**Stated exercise 1**.
Reproduce the full listing below verbatim, omitting the pictures.

===== Text passage =====

However, come back at dusk – and on the weekend – and it is a different scene! On the Sunday night that I arrived on Juramento, I stood at the bottom of the steps to my hostel and looked back down the street. It looks pretty deserted, right!
Here was the scene looking in the other direction! I had walked into a street party with customers of the three pubs on the street sitting at tables on the street or just standing and taking in the music. And what music! The amplified instruments put out a dreamy guitar-based rock sound – echoes of Pink Floyd guitar filtered through U2 and Coldplay. I became an instant fan! (Back home I downloaded their Campamento cd from iTunes.)
The band’s name – as Konna’s signboard says – is Dos Astronautas. I dropped off my duffel bag in my room, had some leftover supper that the staff put together for me, and headed back out to the street for the music and an incredible updated hippy vibe that reminded me evenings on Yorkville Avenue in Toronto in the late ’60’s!

=====

**Stated exercise 2**.
From the street-party passage, quote verbatim the portion starting with "Here was the" and going on through "the late ’60’s!".

===== Information supplied =====

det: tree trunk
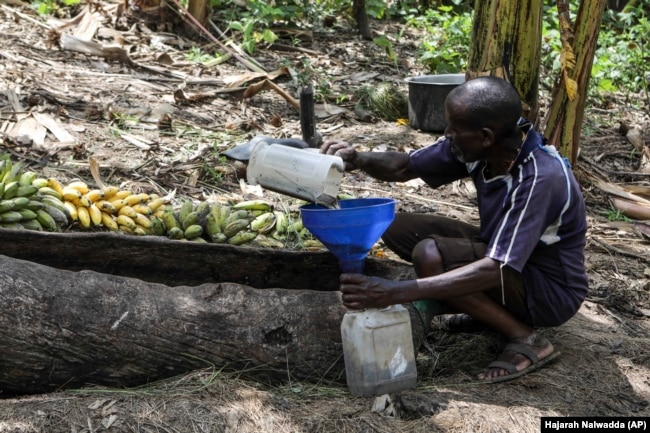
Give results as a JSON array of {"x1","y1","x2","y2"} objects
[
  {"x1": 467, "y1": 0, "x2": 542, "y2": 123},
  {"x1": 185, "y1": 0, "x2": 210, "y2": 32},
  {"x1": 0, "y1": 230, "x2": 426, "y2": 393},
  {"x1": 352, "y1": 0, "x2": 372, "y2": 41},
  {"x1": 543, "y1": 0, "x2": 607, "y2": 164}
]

=====

**Written solution 1**.
det: tree trunk
Give results as a JSON array of {"x1","y1","x2","y2"} objects
[
  {"x1": 467, "y1": 0, "x2": 542, "y2": 123},
  {"x1": 185, "y1": 0, "x2": 210, "y2": 32},
  {"x1": 0, "y1": 230, "x2": 426, "y2": 393},
  {"x1": 352, "y1": 0, "x2": 372, "y2": 41},
  {"x1": 543, "y1": 0, "x2": 607, "y2": 164}
]

**Written solution 2**.
Here was the scene looking in the other direction! I had walked into a street party with customers of the three pubs on the street sitting at tables on the street or just standing and taking in the music. And what music! The amplified instruments put out a dreamy guitar-based rock sound – echoes of Pink Floyd guitar filtered through U2 and Coldplay. I became an instant fan! (Back home I downloaded their Campamento cd from iTunes.)
The band’s name – as Konna’s signboard says – is Dos Astronautas. I dropped off my duffel bag in my room, had some leftover supper that the staff put together for me, and headed back out to the street for the music and an incredible updated hippy vibe that reminded me evenings on Yorkville Avenue in Toronto in the late ’60’s!